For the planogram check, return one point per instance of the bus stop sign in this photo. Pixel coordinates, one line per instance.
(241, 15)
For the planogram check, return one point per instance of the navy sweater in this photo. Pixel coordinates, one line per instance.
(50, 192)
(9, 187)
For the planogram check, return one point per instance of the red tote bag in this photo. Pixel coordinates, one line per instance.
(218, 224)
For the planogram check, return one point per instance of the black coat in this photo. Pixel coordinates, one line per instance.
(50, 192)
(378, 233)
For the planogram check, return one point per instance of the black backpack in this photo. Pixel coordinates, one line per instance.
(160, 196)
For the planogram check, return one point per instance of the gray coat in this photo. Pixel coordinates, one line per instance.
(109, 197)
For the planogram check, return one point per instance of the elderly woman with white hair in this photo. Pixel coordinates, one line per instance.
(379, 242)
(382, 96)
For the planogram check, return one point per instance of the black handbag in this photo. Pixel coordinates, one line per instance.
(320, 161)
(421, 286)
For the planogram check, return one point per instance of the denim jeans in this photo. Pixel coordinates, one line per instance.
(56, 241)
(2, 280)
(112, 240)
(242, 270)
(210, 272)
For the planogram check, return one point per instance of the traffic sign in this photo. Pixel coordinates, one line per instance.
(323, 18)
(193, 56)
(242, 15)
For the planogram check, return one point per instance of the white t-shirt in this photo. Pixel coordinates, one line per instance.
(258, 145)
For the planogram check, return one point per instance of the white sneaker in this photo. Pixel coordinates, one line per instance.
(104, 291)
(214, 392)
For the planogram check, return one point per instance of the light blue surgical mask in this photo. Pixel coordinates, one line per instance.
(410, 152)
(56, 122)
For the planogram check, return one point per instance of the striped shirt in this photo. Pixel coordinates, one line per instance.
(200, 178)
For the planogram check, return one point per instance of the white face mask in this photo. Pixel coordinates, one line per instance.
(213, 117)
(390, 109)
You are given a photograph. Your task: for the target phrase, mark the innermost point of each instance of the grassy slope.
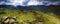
(49, 18)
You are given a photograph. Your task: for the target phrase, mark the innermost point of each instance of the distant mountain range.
(51, 8)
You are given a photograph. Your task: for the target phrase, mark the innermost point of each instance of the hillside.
(31, 15)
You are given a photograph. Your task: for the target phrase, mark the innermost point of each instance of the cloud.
(28, 2)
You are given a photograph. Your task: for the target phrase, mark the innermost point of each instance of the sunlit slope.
(49, 18)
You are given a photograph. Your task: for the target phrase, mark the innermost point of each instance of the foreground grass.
(49, 18)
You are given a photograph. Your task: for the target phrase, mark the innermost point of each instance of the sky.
(29, 2)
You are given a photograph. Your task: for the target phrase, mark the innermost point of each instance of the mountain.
(52, 8)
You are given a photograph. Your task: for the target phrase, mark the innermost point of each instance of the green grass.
(49, 18)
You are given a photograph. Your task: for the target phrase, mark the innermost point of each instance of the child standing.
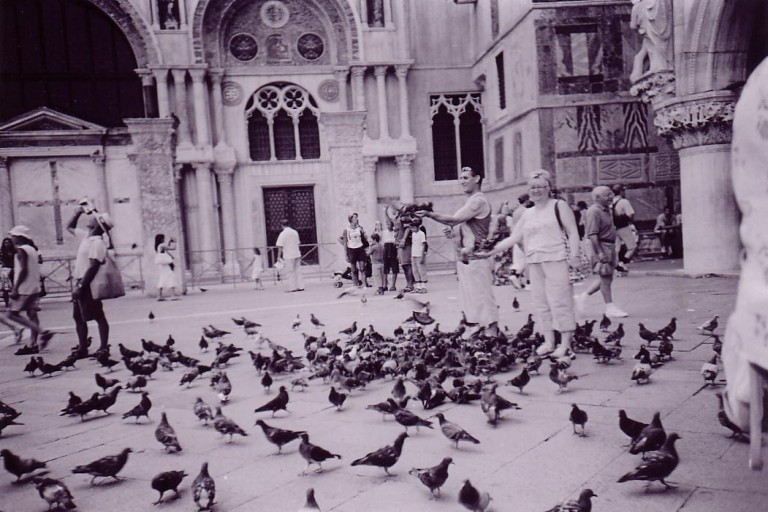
(376, 252)
(257, 267)
(419, 256)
+++
• **WORK INSTRUCTIONS**: Leave the pictures out, and transcribe each of the records exactly.

• **FULL ANSWER**:
For the planogram check, return one point per instance of the bus stop sign in this photo. Pixel coordinates, one line per instance.
(241, 15)
For the planogram check, return one point per instance of the navy sweater in this photo. Pixel coordinates, one line per instance.
(50, 192)
(9, 187)
For the planogram check, return one point per instance of the red tote bag in this photo. Pixel coordinates, one line per instance.
(218, 224)
For the planogram check, return one point per instance of the black coat in this photo. Pixel coordinates, one line per instance.
(50, 192)
(378, 233)
For the planogram check, return one point per instance of the black backpack in this photo. Pixel coordinates, one line per instance.
(160, 196)
For the planogram check, return one point per instance of the gray coat in this photo. Pixel coordinates, one line per instance.
(109, 197)
For the planogram check, return one point per instance of the elderly woman with white hair in this photo. Pixel coordinates, one line per instance.
(379, 242)
(382, 96)
For the planogram check, return one point per instance of the black handbag in this photo. Pixel coordinates, one line per instance.
(320, 161)
(421, 286)
For the planogram check, return one point per instance of the denim jeans in this photo. Pixel coordinates, one line per instance.
(56, 241)
(2, 280)
(112, 240)
(242, 270)
(210, 272)
For the planogram check, return one point per instance of the traffic sign in this photo. Pixel coordinates, one line per instance.
(323, 18)
(193, 56)
(242, 15)
For the planogram check, return one point per instance of the white t-shirt in this photo. Pixel coordinates, one line per instance.
(258, 145)
For the planogram check, return one point per instance of the white sneaker in this photo. Pixel coordinates, one line per instance.
(104, 291)
(214, 392)
For the planogram check, return one point per instance of the light blue surgical mask in this photo. Pixel coordinates, one line per instance.
(410, 152)
(56, 122)
For the planogram check, return one point per instance of the striped shirt in this photo. Pixel coordinates, one line per instance.
(200, 178)
For the planogram check, return one point per instance of the white face mask in this photo. Pixel coordinates, one line per instance.
(213, 117)
(390, 109)
You are given a photograph. Your task: for the target phrase, mark the innermost point of each instance of the grassy slope.
(49, 18)
You are given a photograph. Your task: for the target phrase, mark the innermost point of each instance of the distant mountain range.
(51, 8)
You are given a photograph. Your task: for the target phrase, mark the innermost point of each instance of the hillside.
(31, 15)
You are given a photograph. Your task: for the target phrase, mark the innermost point of each instance of the cloud.
(28, 2)
You are given a photograph. Your task: for the target phrase, mark the innermost point of each instance of the sunlit slope.
(49, 18)
You are given a photograph. Your task: for the target phrase, mark the innermost point of each instance of the foreground grass.
(49, 18)
You are given a photograph. Your task: for the target phrase, mark the innermost point of each instance of the sky.
(29, 2)
You are given a photograph. Your task: for the target phrase, mark the innermost point of each instance of the mountain.
(52, 8)
You are given a photograph. Your task: for the target phrase, mark the innermost point of each instance of the green grass.
(49, 18)
You are given a photograph. Your task: for the target phrase, mark the innermost point of each instance of the child standing.
(376, 252)
(257, 267)
(419, 256)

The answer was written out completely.